▶ _PASSAGE_
_ _ _ _
By INIGO 'NAUGHTY' ZENICAZELAYA
As we wade through the final stages of the COVID -19 quarantine, I still find myself willingly wanting to “social distance”.
I’ve gotten used to it, it’s become part of my routine.
Another portion of my routine is reading, I try to read as much as I can daily, in or out of the bathroom.
Recently I read an interesting article on marijuana in relation to IBS (Irritable Bowl Syndrome) and its treatment.
Not only is marijuana helping patients on multiple levels, to combat or cope with their IBS and the adverse side affects, it’s actually cutting the cost of hospital care.
This really peaked my interest, taking into consideration we have a high number of Bahamians suffering from IBS and Crohn’s Disease, and medical care isn’t even close to being cheap in The Bahamas in 2020.
Let’s have a closer look.
_ _ _ _
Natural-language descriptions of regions
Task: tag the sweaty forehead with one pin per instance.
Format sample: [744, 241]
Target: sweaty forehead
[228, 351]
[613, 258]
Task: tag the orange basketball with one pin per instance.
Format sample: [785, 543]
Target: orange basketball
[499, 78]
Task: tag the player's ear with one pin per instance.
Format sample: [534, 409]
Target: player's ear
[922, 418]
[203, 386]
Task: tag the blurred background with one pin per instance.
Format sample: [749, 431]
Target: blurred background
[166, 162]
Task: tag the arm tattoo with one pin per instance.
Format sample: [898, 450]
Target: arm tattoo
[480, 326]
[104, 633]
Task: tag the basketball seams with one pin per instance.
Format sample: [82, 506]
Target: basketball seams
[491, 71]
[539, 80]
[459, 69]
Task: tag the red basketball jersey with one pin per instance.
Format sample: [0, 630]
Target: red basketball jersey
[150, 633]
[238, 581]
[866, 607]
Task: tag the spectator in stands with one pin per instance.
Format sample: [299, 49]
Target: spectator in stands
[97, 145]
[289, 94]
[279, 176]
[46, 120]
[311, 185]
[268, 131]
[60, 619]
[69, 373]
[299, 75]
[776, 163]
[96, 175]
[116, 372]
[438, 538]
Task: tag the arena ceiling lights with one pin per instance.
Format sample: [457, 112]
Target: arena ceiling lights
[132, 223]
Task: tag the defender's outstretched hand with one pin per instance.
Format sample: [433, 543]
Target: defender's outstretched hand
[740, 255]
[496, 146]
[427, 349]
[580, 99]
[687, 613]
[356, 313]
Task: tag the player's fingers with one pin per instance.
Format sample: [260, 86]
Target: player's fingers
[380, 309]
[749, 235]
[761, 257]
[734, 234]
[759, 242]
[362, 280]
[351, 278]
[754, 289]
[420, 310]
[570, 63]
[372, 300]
_ _ _ _
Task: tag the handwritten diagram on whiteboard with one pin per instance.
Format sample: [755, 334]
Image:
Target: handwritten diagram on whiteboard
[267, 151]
_ _ _ _
▶ _TASK DESCRIPTION_
Reproduce the stretch of the column on marijuana and IBS from "By INIGO 'NAUGHTY'" through "and its treatment.".

▶ _RESULT_
By INIGO 'NAUGHTY' ZENICAZELAYA
As we wade through the final stages of the COVID -19 quarantine, I still find myself willingly wanting to “social distance”.
I’ve gotten used to it, it’s become part of my routine.
Another portion of my routine is reading, I try to read as much as I can daily, in or out of the bathroom.
Recently I read an interesting article on marijuana in relation to IBS (Irritable Bowl Syndrome) and its treatment.